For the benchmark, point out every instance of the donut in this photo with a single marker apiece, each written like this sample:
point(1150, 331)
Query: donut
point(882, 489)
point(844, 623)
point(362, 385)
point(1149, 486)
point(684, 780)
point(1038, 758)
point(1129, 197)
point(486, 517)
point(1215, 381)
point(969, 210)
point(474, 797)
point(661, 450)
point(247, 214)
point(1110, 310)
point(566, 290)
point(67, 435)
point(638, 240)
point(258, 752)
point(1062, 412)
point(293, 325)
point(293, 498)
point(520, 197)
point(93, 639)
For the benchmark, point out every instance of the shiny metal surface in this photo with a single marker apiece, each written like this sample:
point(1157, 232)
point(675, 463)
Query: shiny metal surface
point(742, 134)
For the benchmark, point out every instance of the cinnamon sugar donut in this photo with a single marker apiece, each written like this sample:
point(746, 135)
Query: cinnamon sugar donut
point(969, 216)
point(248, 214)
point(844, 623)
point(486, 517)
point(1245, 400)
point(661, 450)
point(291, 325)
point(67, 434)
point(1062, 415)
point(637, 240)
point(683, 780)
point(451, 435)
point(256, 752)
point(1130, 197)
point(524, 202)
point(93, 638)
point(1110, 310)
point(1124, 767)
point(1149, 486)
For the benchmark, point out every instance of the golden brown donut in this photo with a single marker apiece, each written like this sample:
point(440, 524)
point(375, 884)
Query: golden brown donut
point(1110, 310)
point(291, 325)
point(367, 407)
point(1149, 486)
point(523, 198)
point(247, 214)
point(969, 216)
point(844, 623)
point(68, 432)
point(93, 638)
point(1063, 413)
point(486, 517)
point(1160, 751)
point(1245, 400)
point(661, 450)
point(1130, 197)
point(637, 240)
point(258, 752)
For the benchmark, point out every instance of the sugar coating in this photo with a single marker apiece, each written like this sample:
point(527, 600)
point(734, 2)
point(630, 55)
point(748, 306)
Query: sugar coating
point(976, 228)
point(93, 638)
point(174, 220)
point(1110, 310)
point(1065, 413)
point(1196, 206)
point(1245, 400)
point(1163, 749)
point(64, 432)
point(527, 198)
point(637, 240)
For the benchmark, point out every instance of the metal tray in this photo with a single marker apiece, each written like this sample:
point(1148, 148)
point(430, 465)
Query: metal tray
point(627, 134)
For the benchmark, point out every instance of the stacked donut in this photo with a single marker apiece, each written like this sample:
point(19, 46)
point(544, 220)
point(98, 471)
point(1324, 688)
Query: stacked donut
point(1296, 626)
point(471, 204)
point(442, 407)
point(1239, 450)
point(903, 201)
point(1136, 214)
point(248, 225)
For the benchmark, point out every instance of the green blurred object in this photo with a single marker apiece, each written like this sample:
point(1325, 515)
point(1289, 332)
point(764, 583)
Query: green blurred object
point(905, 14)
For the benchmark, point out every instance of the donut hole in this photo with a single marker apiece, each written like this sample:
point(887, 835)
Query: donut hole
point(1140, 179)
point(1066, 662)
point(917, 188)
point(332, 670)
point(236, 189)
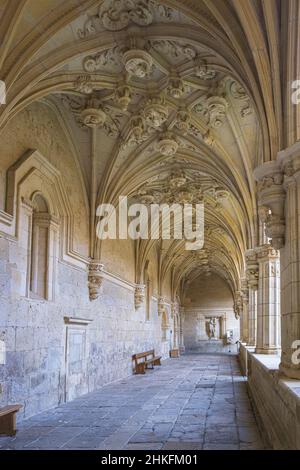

□ □ □ □ □ □ □

> _To be done_:
Reproduce every one of the records above word for word, leaving out the pictures.

> _Answer to the task_:
For the benchmark, point out every instance of the donut in this photo with a single marker apiece, each written like this sample:
point(1150, 331)
Query: donut
point(882, 489)
point(844, 623)
point(362, 385)
point(1149, 486)
point(684, 780)
point(1038, 758)
point(1129, 197)
point(486, 517)
point(1215, 381)
point(969, 210)
point(474, 797)
point(661, 450)
point(247, 214)
point(1110, 310)
point(566, 290)
point(67, 435)
point(638, 240)
point(258, 752)
point(1062, 412)
point(293, 325)
point(293, 498)
point(520, 197)
point(93, 639)
For the benchmark, point out every instance of the shiny metal surface in this photo with a single marker apiece, each written like this sample:
point(1157, 232)
point(675, 463)
Query: shiny metal surface
point(742, 134)
For the benchmark, point out every instance of the cinnamon sugar donut in this photo with a single marker apiece, each written like this sample:
point(746, 135)
Query: cinnamon sugar donut
point(969, 216)
point(248, 214)
point(844, 623)
point(486, 517)
point(1245, 400)
point(661, 450)
point(291, 325)
point(67, 434)
point(1062, 415)
point(637, 240)
point(683, 780)
point(451, 435)
point(256, 752)
point(1130, 197)
point(524, 202)
point(93, 638)
point(1110, 310)
point(1124, 767)
point(1149, 486)
For the benchmark, point out every instance of the golden brown donut in this photo with a single marker apiece, each written like this sample:
point(440, 524)
point(375, 884)
Query: golden brown donut
point(1110, 310)
point(291, 325)
point(367, 407)
point(1149, 486)
point(523, 198)
point(247, 214)
point(969, 216)
point(844, 623)
point(68, 432)
point(93, 638)
point(1063, 413)
point(486, 517)
point(1160, 751)
point(1245, 400)
point(661, 450)
point(1130, 197)
point(637, 240)
point(258, 752)
For the benchmark, point out every instance of the sugar coating in this photo with a single marker apiece, each written like this sample:
point(527, 600)
point(734, 2)
point(630, 55)
point(748, 306)
Query: sugar coating
point(976, 228)
point(93, 638)
point(174, 220)
point(1110, 310)
point(1065, 413)
point(1196, 206)
point(1245, 400)
point(1163, 749)
point(64, 432)
point(527, 198)
point(637, 240)
For the benchmark, point out every instance of the metal tray in this photo with a single marker apiece, each written like this sample:
point(1148, 148)
point(430, 465)
Query: metal tray
point(627, 134)
For the benchmark, point out every instance of the stacked donut in this photo with a single marker apiece, each written like this sample:
point(19, 46)
point(544, 220)
point(98, 471)
point(1324, 688)
Query: stacked donut
point(1296, 626)
point(471, 204)
point(442, 407)
point(1239, 450)
point(903, 201)
point(1136, 214)
point(248, 225)
For the benchmark, point out every instance of the green blurred object in this photo with a single marker apiece, each written like this sample:
point(1325, 515)
point(1289, 332)
point(764, 583)
Query: green blurred object
point(905, 14)
For the benchmark, point out every instance of the donut hole in this photo with a single marker apiece, each written like this sample:
point(887, 835)
Query: donut hole
point(1140, 179)
point(1066, 662)
point(917, 188)
point(332, 670)
point(236, 189)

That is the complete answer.